EXERCISE BRIEF: Output each of the rows below as a numbered list, omitting any blank lines.

SOURCE RECORDS:

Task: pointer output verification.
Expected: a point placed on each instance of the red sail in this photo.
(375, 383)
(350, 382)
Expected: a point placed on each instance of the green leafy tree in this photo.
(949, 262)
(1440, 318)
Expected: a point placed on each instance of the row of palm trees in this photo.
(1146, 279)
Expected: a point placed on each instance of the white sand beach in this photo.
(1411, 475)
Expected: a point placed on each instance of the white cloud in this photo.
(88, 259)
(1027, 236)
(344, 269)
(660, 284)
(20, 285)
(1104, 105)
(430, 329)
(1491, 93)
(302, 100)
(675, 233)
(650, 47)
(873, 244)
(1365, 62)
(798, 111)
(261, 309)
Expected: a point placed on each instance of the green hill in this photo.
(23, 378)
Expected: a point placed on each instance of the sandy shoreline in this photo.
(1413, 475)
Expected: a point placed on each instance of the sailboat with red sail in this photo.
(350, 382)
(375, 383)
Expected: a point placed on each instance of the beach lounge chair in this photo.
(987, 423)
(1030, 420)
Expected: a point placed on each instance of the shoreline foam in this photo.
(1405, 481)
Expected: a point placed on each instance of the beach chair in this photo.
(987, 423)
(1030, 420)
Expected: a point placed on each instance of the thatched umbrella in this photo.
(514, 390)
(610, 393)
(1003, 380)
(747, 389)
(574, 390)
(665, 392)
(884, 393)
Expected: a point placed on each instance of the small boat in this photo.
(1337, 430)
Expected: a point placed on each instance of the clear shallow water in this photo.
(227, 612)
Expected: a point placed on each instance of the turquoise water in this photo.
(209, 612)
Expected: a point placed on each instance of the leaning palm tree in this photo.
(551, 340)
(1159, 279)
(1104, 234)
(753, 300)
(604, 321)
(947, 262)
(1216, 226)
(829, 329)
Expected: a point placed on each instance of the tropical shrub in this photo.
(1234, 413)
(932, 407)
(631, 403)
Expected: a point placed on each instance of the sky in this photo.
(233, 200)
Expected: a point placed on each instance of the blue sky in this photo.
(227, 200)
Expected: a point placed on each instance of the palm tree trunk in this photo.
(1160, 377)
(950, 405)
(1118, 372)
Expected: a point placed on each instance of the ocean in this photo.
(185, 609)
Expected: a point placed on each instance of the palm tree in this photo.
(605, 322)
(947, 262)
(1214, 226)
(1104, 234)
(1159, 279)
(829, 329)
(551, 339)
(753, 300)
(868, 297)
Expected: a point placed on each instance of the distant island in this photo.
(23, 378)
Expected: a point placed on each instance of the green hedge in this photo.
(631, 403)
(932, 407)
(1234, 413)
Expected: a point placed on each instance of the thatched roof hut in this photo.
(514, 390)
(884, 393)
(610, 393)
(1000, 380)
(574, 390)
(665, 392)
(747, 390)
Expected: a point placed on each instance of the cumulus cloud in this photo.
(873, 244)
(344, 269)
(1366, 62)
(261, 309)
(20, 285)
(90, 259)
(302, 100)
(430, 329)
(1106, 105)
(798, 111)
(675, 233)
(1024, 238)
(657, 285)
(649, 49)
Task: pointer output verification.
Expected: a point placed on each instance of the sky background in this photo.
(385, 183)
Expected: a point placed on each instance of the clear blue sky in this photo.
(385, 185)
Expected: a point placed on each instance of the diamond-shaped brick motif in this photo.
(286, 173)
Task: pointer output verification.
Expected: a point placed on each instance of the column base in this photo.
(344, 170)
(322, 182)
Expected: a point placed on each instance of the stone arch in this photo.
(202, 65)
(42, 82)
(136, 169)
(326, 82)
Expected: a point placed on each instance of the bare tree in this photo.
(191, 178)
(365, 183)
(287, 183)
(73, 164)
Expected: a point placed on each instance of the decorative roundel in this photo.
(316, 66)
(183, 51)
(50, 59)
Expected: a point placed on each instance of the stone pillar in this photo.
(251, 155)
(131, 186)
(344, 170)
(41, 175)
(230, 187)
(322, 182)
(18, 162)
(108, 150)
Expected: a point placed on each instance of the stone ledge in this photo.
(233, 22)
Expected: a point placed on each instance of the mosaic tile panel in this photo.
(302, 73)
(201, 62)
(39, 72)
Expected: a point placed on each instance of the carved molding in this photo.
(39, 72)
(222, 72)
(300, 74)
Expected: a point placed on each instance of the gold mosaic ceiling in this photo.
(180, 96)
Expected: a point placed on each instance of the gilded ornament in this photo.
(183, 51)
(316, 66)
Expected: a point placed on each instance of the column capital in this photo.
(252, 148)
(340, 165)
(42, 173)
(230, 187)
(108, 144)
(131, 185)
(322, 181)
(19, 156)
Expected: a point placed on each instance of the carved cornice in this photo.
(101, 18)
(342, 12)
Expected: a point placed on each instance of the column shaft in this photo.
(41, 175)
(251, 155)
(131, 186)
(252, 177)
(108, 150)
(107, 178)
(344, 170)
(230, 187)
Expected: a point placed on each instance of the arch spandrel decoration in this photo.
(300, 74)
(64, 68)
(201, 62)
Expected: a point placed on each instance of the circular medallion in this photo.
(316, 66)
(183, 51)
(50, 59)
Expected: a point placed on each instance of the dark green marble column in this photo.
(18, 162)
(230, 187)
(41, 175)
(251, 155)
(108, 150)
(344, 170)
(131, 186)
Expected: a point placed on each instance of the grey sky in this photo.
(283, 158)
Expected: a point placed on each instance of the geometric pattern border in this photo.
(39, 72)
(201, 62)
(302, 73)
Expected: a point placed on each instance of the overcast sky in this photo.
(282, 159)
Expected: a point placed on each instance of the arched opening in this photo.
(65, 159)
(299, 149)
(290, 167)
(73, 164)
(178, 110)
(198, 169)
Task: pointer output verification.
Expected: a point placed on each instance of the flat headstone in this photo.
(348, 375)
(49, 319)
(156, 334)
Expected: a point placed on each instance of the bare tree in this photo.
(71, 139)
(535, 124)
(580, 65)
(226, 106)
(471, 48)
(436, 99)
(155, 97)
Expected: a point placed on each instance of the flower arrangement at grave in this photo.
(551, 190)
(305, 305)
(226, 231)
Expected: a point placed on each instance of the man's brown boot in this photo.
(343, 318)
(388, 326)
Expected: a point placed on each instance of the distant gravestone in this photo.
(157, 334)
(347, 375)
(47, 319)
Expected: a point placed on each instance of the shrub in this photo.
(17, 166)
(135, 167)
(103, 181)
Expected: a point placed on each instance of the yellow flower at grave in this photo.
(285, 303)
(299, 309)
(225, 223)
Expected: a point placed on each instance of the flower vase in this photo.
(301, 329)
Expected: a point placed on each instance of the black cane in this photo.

OUTPUT BELOW:
1. Task: pointer output verification.
2. Expected: a point placed on each instance of the red sail in this photo.
3. (375, 383)
4. (350, 382)
5. Expected: a point placed on each instance of the green leafy tree in this photo.
6. (949, 262)
7. (1440, 318)
8. Expected: a point placed on each instance of the row of palm trees in this photo.
9. (1146, 279)
10. Expected: a point placed on each instance of the white sand beach in this photo.
11. (1411, 475)
12. Expected: a point placed on each instance of the white cloud in this photo.
13. (88, 259)
14. (1027, 236)
15. (344, 269)
16. (660, 284)
17. (20, 285)
18. (1104, 105)
19. (430, 329)
20. (1491, 93)
21. (302, 100)
22. (675, 233)
23. (650, 47)
24. (873, 244)
25. (1365, 62)
26. (798, 111)
27. (261, 309)
28. Expected: a point placed on each instance of the green hill in this photo.
29. (23, 378)
30. Expected: a point placed on each instance of the sandy shoreline in this photo.
31. (1413, 475)
32. Expected: a point placed on each instance of the sailboat with red sail in this photo.
33. (350, 382)
34. (375, 383)
35. Expected: a point placed on each instance of the beach lounge chair in this photo.
36. (987, 423)
37. (1030, 420)
38. Expected: a point placed on each instance of the shoreline foam in this photo.
39. (1405, 481)
40. Expected: a point placed on each instance of the beach chair in this photo.
41. (987, 423)
42. (1030, 420)
43. Expected: a point placed on each instance of the thatched umbrella in this photo.
44. (514, 390)
45. (610, 393)
46. (1003, 380)
47. (747, 389)
48. (574, 390)
49. (665, 392)
50. (884, 393)
51. Expected: a point placed on each instance of the small boat in this photo.
52. (1337, 430)
53. Expected: a point placed on each instance of the clear shallow water in this photo.
54. (227, 612)
55. Expected: a point placed on each instance of the turquoise water in this photo.
56. (209, 612)
57. Expected: a point placed on each instance of the leaning palm tree in this photo.
58. (551, 340)
59. (1159, 279)
60. (1104, 234)
61. (753, 300)
62. (604, 321)
63. (947, 262)
64. (1216, 226)
65. (829, 329)
66. Expected: a point placed on each instance of the tropical shrub in this photo.
67. (1234, 413)
68. (932, 407)
69. (631, 403)
70. Expected: a point placed on each instance of the sky in this photo.
71. (233, 200)
72. Expected: a point placed on each instance of the blue sky in this photo.
73. (227, 200)
74. Expected: a point placed on each instance of the palm tree trunk in this photo.
75. (1160, 377)
76. (950, 405)
77. (1118, 372)
78. Expected: a point placed on each instance of the ocean in this photo.
79. (185, 609)
80. Expected: a point placed on each instance of the palm tree in this photo.
81. (605, 322)
82. (947, 262)
83. (1214, 226)
84. (1104, 234)
85. (1159, 279)
86. (829, 329)
87. (551, 339)
88. (753, 300)
89. (868, 297)
90. Expected: a point placed on each instance of the distant island in this photo.
91. (23, 378)
92. Expected: a point placed on each instance of the green hedge in this photo.
93. (631, 403)
94. (932, 407)
95. (1234, 413)
96. Expected: a point placed on each instance of the thatched roof hut in this photo.
97. (514, 390)
98. (884, 393)
99. (610, 393)
100. (1000, 380)
101. (574, 390)
102. (665, 392)
103. (747, 390)
104. Expected: a point placed on each instance of the cumulus cloud in this photo.
105. (873, 244)
106. (344, 269)
107. (1366, 62)
108. (261, 309)
109. (20, 285)
110. (90, 259)
111. (302, 100)
112. (430, 329)
113. (1106, 105)
114. (798, 111)
115. (675, 233)
116. (1024, 238)
117. (657, 285)
118. (649, 49)
119. Task: pointer output verification.
120. Expected: a point placed on each instance of the sky background in this photo.
121. (385, 183)
122. Expected: a point placed on each instance of the clear blue sky in this photo.
123. (385, 185)
124. Expected: a point placed on each instance of the diamond-shaped brick motif in this photo.
125. (286, 173)
126. Task: pointer output verification.
127. Expected: a point placed on each instance of the column base in this photo.
128. (344, 170)
129. (322, 182)
130. Expected: a point placed on each instance of the stone arch in this photo.
131. (202, 65)
132. (42, 82)
133. (136, 169)
134. (326, 82)
135. Expected: a point placed on each instance of the bare tree in this photo.
136. (191, 178)
137. (365, 183)
138. (287, 183)
139. (73, 164)
140. Expected: a point placed on each instance of the decorative roundel in this photo.
141. (316, 66)
142. (183, 51)
143. (50, 59)
144. Expected: a point placed on each instance of the stone pillar in this photo.
145. (251, 155)
146. (131, 186)
147. (344, 170)
148. (41, 175)
149. (230, 187)
150. (322, 182)
151. (18, 162)
152. (108, 150)
153. Expected: a point placed on each instance of the stone ledge in this photo.
154. (233, 22)
155. Expected: a point placed on each instance of the mosaic tile panel in this photo.
156. (302, 73)
157. (201, 62)
158. (39, 72)
159. Expected: a point placed on each instance of the carved molding in this photo.
160. (39, 72)
161. (222, 72)
162. (300, 74)
163. Expected: a point placed on each instance of the gold mosaic ceiling in this photo.
164. (180, 96)
165. Expected: a point placed on each instance of the gilded ornament in this photo.
166. (183, 51)
167. (316, 66)
168. Expected: a point placed on each instance of the column capital in this photo.
169. (252, 148)
170. (340, 165)
171. (42, 173)
172. (230, 187)
173. (108, 144)
174. (131, 185)
175. (322, 181)
176. (19, 156)
177. Expected: a point placed on each instance of the carved cornice in this photo.
178. (101, 18)
179. (342, 12)
180. Expected: a point placed on each instance of the column shaft in this photo.
181. (41, 175)
182. (251, 155)
183. (131, 186)
184. (252, 177)
185. (108, 150)
186. (107, 178)
187. (344, 170)
188. (230, 187)
189. Expected: a point placed on each instance of the arch spandrel decoration in this photo.
190. (300, 74)
191. (64, 68)
192. (201, 62)
193. Expected: a point placed on each instance of the circular medallion in this photo.
194. (316, 66)
195. (183, 51)
196. (50, 59)
197. Expected: a point placed on each instance of the dark green marble column in this photo.
198. (18, 162)
199. (230, 187)
200. (41, 175)
201. (251, 155)
202. (108, 150)
203. (344, 170)
204. (131, 186)
205. Expected: a point placed on each instance of the grey sky in this photo.
206. (283, 158)
207. Expected: a point placed on each instance of the geometric pattern border in this photo.
208. (39, 72)
209. (201, 62)
210. (302, 73)
211. Expected: a point placed on each instance of the overcast sky in this photo.
212. (282, 159)
213. Expected: a point placed on each instance of the arched opening in this photo.
214. (65, 159)
215. (299, 149)
216. (290, 167)
217. (73, 164)
218. (178, 110)
219. (198, 169)
220. Task: pointer output verification.
221. Expected: a point placed on each instance of the flat headstone in this photo.
222. (348, 375)
223. (49, 319)
224. (156, 334)
225. Expected: a point placed on each instance of the bare tree in this photo.
226. (71, 139)
227. (535, 124)
228. (580, 65)
229. (226, 106)
230. (471, 48)
231. (436, 99)
232. (155, 97)
233. Expected: a point placed on each instance of the flower arrangement at grave in this photo.
234. (551, 190)
235. (305, 305)
236. (226, 231)
237. Expected: a point placed on each instance of the man's brown boot in this photo.
238. (343, 318)
239. (388, 326)
240. Expected: a point placed on each instance of the distant gravestone in this photo.
241. (157, 334)
242. (347, 375)
243. (47, 319)
244. Expected: a point placed on each instance of the shrub in this photo.
245. (17, 166)
246. (135, 167)
247. (103, 181)
248. Expected: a point placed on each instance of the yellow flower at grave in this photo.
249. (285, 303)
250. (299, 309)
251. (225, 223)
252. Expected: a point placed on each instance of the flower vase in this photo.
253. (301, 329)
254. Expected: a point placed on each instance of the black cane in this photo.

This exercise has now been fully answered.